Rewrite the data below so that every instance of "Locate" becomes "Find", keeping all other text the same. Omit the pictures from your version.

====== Available data ======

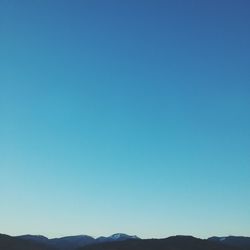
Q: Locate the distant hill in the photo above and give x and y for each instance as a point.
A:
(171, 243)
(74, 242)
(13, 243)
(237, 241)
(121, 241)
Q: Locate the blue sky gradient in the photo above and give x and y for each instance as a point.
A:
(125, 116)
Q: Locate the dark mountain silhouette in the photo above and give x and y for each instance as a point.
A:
(237, 241)
(171, 243)
(12, 243)
(122, 242)
(74, 242)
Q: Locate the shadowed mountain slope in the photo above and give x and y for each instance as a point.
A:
(171, 243)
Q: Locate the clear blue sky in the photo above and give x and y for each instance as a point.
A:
(125, 116)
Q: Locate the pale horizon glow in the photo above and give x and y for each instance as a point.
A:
(125, 116)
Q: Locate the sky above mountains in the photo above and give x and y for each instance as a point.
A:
(125, 116)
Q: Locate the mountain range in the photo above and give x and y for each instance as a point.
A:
(121, 241)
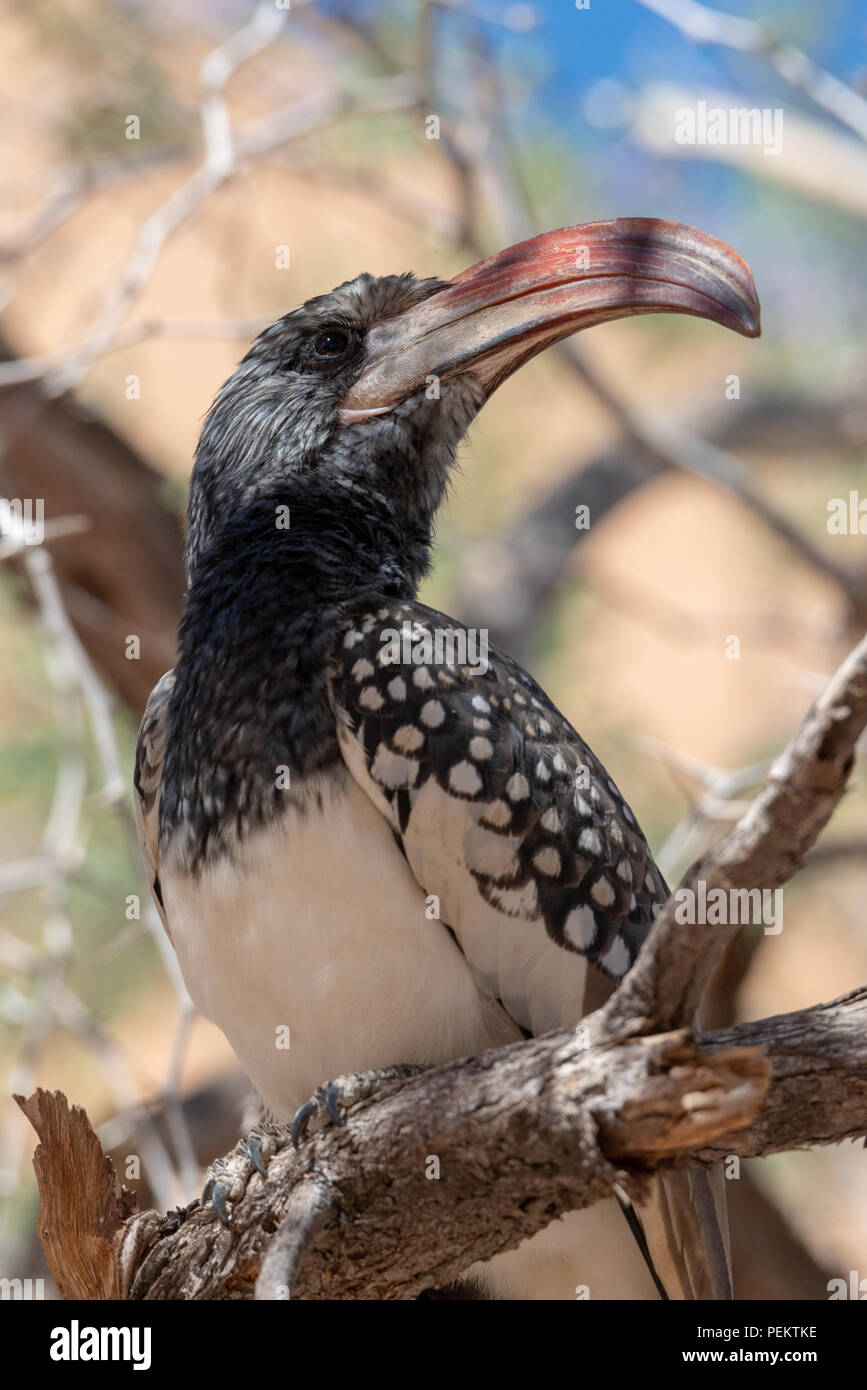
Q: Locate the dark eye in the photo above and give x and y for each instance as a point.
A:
(331, 344)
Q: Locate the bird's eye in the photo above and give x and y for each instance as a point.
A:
(331, 344)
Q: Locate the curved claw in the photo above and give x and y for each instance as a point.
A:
(332, 1096)
(300, 1121)
(218, 1203)
(253, 1150)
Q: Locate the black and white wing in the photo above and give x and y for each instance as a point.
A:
(503, 812)
(539, 868)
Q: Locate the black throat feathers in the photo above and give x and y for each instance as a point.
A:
(250, 723)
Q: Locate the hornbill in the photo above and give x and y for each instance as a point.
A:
(318, 769)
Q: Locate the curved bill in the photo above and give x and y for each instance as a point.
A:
(495, 316)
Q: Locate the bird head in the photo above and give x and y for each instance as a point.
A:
(367, 391)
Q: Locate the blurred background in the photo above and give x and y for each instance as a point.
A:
(174, 178)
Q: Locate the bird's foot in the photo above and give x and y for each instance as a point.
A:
(228, 1176)
(329, 1101)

======

Result of the exercise:
Q: Find the distant hill in the photo above and give x and y for each instance as a point.
A:
(171, 243)
(74, 242)
(13, 243)
(237, 241)
(121, 241)
Q: Find the blue sky gradient in the photo above and give x and y for each instance as a point.
A:
(125, 116)
Q: Find the dark mountain silhouette in the photo above and give x and y for each instance as a point.
A:
(237, 241)
(171, 243)
(12, 243)
(122, 242)
(74, 242)
Q: Find the shadowed mountain slope in the photo above and give x and y for each instance as a point.
A:
(171, 243)
Q: Find the clear blue sky in the photo above and give x and y for each instance as a point.
A:
(125, 116)
Q: Find the pale horizon glow in the photo above and give x and y for each instance as a point.
A:
(125, 116)
Q: Find the sky above mountains in the photo above and give x and y for each instance as a point.
A:
(125, 116)
Q: Find the mountain range in the photo above and give x and y for each instance as a point.
A:
(121, 241)
Q: Find the dark eye in the photo above and give x and y for each instance as a point.
A:
(331, 344)
Q: Find the bird's eye in the photo above and give x and y for each instance as a point.
A:
(331, 344)
Q: Find the curved claw in the photo above and give x and y for each instance as a point.
A:
(332, 1096)
(300, 1121)
(218, 1203)
(253, 1150)
Q: Find the black and white wing in the photo above and give x and y for each instance as a point.
A:
(503, 812)
(539, 868)
Q: Find the black throat feathers in the photo above and give x and y for each instance as a point.
A:
(250, 723)
Q: Find the hornbill in the photo above and give x and y for each instance as a point.
A:
(318, 769)
Q: Find the curved bill in the photo above and give x and y for each instance as a point.
A:
(495, 316)
Q: Find the bird head in the photo above and give x and y for each instance as a point.
A:
(367, 391)
Q: Find the blurred background in the photo above and give x and y for each instance as a point.
A:
(174, 178)
Q: Find the bird's foot in the photo above and give x and y for each instance as a point.
A:
(228, 1176)
(329, 1101)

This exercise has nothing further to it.